The worldwide common practice of buying political influence by
hiring the relatives of high party officials is not unknown even
in the U.S. and, in particular, the Clinton administration. In
fact, Ron Brown’s son Michael Brown pled guilty to funneling
illegal campaign donations to the DNC for his father, Ron Brown.
Michael got the money from Nora Lum. Ms. Lum recently pled
guilty to similar charges and is said to be cooperating with
Federal Prosecutors.

Lum’s company had been under investigation from the FBI since
early in the 1992 Clinton campaign. Lum’s company was also
personally authorized to travel with Ron Brown by President
Clinton under the “Presidential Business Development Mission” to
China just like Robertson and Loral’s Schwartz. Lum did not fly
to China but Clinton offered a spot on the what Robertson
described as an “oversubscribed” mission.

And what about Bo Feng, the son-of-a-high party official?
Robertson’s hired son-of-PRC ruler and new VP, wrote an article
for FORBES in 1997, titled “Rousing the Sleeping Dragon”. You
can even see Bo’s article on the Internet at Forbes web site: http://www.forbes.com/asap/97/1201/020.htm

The life of Bo Feng, it turns out, is quite different than what
Sanford Robertson described. Bo Feng’s stay in Silicon valley
started in 1987. Bo was sponsored by an unnamed “friend of the
family” to come to America at the age of 18. As a student Bo
studied film, and worked in a sushi bar. In 1993 Bo claims “a lot
of people in business were very interested in China”. By early
1994 Bo was an executive VP for Robertson. Robertson hired Bo
right out of community college at the ripe age of 24. Today,
according to the article, Bo tours China, investing American
money from Robertson’s firm into high tech PRC computer
companies.

However, Bo claims in his 1997 Forbes article that father “was a
professor at the Shanghai Institute of Railroad Technology.”
This makes it sound like dad worked on the Chinese railroads or
designed rail equipment. In contrast, according to Robertson’s
letter to Ron Brown, Bo’s father, Feng Zhijun is a member of the
Standing Committee of the People’s Congress. This would make
Bo’s dad one of a few dozen ruling elite party members in China.

============================================================

_Short problem A:_ From the entries below, extract every line that contains the word "window", treating case as significant.

_Supplied data:_
============================================================

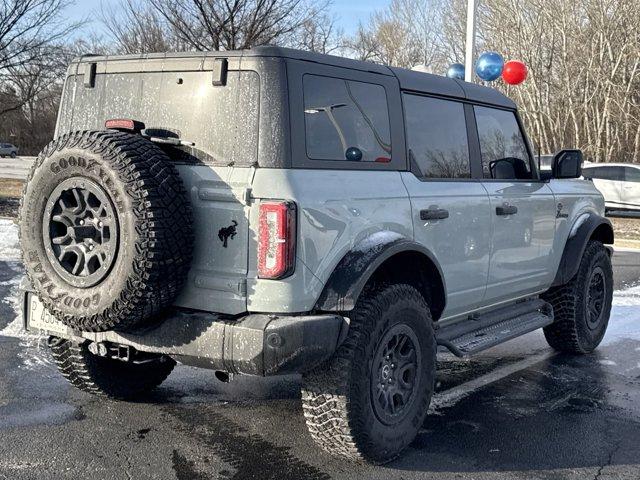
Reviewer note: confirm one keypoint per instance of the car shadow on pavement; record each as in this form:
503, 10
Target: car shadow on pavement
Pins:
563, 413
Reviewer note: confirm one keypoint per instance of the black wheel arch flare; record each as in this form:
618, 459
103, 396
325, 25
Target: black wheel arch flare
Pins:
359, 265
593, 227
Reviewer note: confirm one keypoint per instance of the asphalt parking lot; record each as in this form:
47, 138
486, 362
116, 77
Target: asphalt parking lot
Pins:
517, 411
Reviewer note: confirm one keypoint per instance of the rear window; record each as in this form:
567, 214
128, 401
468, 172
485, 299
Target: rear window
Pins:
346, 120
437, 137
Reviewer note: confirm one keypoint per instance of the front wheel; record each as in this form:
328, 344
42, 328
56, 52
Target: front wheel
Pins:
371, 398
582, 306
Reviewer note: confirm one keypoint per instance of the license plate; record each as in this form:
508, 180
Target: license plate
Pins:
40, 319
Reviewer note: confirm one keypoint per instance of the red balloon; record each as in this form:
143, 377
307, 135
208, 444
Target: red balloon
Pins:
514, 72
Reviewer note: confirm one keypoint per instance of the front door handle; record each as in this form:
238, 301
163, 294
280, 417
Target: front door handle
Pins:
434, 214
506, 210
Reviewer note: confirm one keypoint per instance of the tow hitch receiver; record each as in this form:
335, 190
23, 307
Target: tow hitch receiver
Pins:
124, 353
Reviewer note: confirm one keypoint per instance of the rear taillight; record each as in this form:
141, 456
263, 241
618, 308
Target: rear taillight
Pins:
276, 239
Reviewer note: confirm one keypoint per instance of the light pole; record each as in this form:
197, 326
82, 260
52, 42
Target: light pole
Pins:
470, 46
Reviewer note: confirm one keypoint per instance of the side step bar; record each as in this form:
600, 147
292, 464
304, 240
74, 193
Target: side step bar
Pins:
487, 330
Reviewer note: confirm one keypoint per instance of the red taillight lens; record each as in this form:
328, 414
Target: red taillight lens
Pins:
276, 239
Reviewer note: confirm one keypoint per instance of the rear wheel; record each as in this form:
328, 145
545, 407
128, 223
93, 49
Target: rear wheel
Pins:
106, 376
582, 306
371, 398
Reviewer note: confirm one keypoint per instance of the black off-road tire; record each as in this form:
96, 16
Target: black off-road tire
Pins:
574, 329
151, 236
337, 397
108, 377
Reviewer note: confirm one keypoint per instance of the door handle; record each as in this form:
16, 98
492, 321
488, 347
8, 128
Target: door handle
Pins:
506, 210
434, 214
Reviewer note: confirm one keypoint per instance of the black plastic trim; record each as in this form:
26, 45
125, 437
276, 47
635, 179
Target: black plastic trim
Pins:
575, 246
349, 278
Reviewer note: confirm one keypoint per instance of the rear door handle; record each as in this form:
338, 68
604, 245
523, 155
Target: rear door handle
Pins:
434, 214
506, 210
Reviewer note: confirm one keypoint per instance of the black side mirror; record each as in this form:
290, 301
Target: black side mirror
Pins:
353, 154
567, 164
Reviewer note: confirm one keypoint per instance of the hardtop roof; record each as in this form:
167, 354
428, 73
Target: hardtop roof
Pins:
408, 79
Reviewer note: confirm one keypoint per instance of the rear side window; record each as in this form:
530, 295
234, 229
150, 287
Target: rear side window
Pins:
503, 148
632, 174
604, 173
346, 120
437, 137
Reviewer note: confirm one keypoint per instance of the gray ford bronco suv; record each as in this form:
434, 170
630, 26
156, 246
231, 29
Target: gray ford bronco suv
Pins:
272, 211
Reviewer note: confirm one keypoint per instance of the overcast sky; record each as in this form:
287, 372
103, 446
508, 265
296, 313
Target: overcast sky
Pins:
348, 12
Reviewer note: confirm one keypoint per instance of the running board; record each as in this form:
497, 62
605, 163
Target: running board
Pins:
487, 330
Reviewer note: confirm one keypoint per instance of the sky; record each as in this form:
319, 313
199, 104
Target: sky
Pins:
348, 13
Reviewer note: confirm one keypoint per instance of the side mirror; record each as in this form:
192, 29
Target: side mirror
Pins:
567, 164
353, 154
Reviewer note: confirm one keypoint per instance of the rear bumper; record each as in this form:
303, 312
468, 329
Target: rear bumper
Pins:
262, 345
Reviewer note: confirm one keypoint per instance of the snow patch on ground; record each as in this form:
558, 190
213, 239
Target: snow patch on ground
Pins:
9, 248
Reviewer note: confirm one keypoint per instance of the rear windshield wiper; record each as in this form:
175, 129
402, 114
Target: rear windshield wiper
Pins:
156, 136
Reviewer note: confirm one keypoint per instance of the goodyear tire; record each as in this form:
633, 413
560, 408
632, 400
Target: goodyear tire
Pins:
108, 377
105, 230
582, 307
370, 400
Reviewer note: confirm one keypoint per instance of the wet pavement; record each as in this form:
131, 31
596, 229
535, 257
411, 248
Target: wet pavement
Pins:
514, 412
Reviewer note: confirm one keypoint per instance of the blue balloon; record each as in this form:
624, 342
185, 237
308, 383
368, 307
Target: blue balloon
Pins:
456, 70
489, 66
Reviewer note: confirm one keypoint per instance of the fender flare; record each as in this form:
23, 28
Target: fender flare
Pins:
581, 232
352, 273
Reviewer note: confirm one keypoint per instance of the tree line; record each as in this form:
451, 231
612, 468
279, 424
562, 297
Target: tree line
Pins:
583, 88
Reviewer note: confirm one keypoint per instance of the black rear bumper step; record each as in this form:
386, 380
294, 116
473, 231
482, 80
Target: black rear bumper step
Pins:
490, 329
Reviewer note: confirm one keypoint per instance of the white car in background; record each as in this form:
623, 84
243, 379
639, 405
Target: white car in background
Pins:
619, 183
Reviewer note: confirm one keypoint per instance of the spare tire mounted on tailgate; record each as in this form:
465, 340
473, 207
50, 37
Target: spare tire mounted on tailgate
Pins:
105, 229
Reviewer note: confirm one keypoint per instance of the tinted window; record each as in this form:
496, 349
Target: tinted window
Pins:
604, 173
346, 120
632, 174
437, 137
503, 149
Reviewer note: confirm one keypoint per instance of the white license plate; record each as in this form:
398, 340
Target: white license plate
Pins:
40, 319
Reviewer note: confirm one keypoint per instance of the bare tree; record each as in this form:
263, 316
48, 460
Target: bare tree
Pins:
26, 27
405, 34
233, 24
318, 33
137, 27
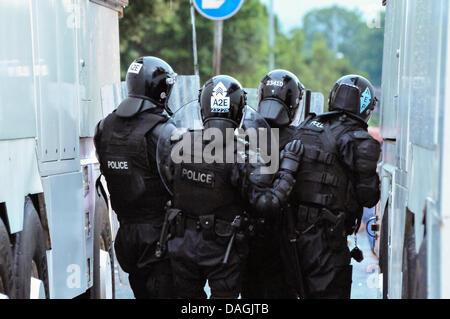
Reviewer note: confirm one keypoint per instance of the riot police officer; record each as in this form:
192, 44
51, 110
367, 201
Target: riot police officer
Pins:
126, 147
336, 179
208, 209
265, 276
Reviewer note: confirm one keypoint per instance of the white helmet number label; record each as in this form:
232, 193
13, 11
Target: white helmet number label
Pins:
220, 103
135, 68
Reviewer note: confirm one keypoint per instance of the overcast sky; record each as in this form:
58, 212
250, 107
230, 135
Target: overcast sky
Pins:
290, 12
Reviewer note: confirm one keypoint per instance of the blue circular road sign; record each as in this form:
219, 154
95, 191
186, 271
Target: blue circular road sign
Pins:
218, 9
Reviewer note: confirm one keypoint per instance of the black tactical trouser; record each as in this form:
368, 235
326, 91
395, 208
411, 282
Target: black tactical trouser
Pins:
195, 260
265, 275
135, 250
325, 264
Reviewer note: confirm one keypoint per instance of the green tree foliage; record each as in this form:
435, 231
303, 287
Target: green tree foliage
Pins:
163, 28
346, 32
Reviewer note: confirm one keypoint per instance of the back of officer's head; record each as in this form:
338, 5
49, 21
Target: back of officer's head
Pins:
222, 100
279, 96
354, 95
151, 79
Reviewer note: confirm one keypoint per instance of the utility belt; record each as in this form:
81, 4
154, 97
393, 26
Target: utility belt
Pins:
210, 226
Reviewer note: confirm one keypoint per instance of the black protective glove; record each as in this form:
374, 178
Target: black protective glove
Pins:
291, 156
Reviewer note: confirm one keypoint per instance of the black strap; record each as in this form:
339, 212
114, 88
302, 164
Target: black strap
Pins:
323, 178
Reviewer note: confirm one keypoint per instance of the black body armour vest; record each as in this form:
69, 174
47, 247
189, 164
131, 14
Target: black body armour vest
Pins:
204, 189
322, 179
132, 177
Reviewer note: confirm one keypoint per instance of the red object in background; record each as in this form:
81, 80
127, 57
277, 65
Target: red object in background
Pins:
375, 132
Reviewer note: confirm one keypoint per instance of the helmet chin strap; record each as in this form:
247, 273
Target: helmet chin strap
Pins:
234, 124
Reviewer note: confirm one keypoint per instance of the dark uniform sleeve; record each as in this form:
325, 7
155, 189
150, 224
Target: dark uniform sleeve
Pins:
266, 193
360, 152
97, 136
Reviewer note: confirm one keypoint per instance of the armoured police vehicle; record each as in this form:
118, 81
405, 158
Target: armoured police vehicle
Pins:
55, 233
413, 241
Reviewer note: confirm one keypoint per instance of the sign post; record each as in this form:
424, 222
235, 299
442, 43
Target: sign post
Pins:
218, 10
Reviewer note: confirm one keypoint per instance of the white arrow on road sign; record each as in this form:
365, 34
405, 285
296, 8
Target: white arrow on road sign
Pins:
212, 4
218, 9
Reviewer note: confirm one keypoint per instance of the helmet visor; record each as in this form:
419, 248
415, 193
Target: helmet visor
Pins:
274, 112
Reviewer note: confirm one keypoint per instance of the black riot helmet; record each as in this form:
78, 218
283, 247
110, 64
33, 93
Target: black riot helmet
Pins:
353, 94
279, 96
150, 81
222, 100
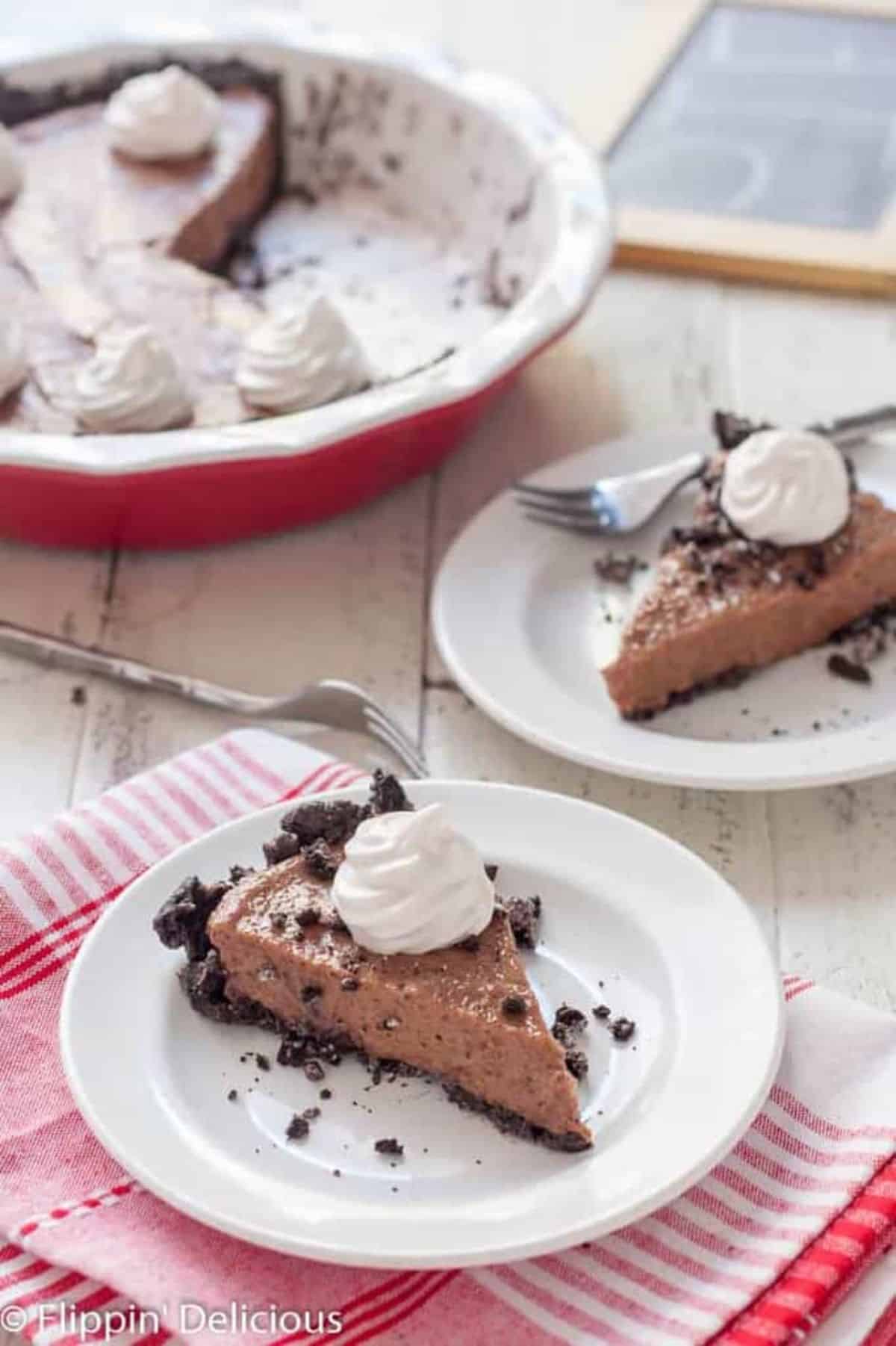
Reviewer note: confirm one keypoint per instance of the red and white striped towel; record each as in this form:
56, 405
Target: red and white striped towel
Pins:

============================================================

_Short problem B:_ Reproduce the passage of the article on political hiring above from "This makes it" up to and including "members in China.", character for character.

_Finished answer A:_
Reviewer note: confirm one keypoint per instance of the rear window; record each as in this form:
Target: rear window
Reviewer note: confirm one keypoint per instance of the rear side window; record each as in this form:
Target: rear side window
Reviewer note: confirm one keypoint per instance of the tinted window; record each as in this form:
Target: tinted window

_Finished answer B:_
This makes it sound like dad worked on the Chinese railroads or
designed rail equipment. In contrast, according to Robertson’s
letter to Ron Brown, Bo’s father, Feng Zhijun is a member of the
Standing Committee of the People’s Congress. This would make
Bo’s dad one of a few dozen ruling elite party members in China.